◆ **Spatial localization data**
*** Block opens ***

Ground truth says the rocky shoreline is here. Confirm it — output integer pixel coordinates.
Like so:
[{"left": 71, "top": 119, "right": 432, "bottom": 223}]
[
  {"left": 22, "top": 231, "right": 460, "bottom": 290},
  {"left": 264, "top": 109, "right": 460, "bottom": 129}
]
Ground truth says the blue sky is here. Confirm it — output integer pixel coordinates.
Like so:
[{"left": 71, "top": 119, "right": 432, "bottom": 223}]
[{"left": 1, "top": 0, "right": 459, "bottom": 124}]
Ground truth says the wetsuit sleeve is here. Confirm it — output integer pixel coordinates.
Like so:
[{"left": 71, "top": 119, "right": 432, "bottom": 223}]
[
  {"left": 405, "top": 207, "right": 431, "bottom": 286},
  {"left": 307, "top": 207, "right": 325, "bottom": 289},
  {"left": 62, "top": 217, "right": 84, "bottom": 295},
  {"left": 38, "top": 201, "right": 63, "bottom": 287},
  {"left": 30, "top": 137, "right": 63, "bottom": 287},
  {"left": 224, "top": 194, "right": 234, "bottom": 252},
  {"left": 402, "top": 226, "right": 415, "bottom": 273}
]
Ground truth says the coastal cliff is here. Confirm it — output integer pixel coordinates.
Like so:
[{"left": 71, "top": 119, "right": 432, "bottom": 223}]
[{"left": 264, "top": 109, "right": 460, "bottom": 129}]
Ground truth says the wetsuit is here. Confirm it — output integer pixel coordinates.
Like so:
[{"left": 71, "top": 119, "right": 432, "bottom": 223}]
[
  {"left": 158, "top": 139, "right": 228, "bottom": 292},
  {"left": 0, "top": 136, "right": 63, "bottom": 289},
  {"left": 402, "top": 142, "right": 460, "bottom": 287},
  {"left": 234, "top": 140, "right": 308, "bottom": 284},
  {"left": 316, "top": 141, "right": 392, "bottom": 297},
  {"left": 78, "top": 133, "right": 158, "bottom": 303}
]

*** Block closes ***

◆ **Exercise aim**
Your task is to reproduce all of the records exactly.

◆ **Output below**
Ground truth says the rocky shoreline is here. Confirm it — output integer pixel coordinates.
Like so:
[{"left": 71, "top": 119, "right": 432, "bottom": 223}]
[
  {"left": 22, "top": 231, "right": 460, "bottom": 290},
  {"left": 264, "top": 109, "right": 460, "bottom": 129}
]
Ground truth says the blue sky is here. Confirm it — output integer pixel coordinates.
Like so:
[{"left": 71, "top": 119, "right": 432, "bottom": 223}]
[{"left": 1, "top": 0, "right": 459, "bottom": 124}]
Ground truth says the wetsuit sleeve is here. Confirm it — output integer pixel coordinates.
Like so:
[{"left": 71, "top": 119, "right": 432, "bottom": 223}]
[
  {"left": 405, "top": 207, "right": 431, "bottom": 286},
  {"left": 307, "top": 207, "right": 325, "bottom": 289},
  {"left": 62, "top": 217, "right": 84, "bottom": 295},
  {"left": 38, "top": 201, "right": 63, "bottom": 287},
  {"left": 30, "top": 137, "right": 63, "bottom": 287},
  {"left": 224, "top": 194, "right": 234, "bottom": 252},
  {"left": 402, "top": 226, "right": 415, "bottom": 273}
]
Ground truth says the coastal cliff is here. Confirm it — output integer pixel coordinates.
Like so:
[{"left": 71, "top": 119, "right": 432, "bottom": 223}]
[{"left": 264, "top": 109, "right": 460, "bottom": 129}]
Ground truth says the wetsuit is here. Confirm it — output integer pixel coordinates.
Like so:
[{"left": 71, "top": 119, "right": 432, "bottom": 223}]
[
  {"left": 158, "top": 139, "right": 228, "bottom": 292},
  {"left": 0, "top": 136, "right": 63, "bottom": 289},
  {"left": 402, "top": 142, "right": 460, "bottom": 287},
  {"left": 234, "top": 140, "right": 308, "bottom": 284},
  {"left": 316, "top": 141, "right": 392, "bottom": 297},
  {"left": 78, "top": 133, "right": 158, "bottom": 303}
]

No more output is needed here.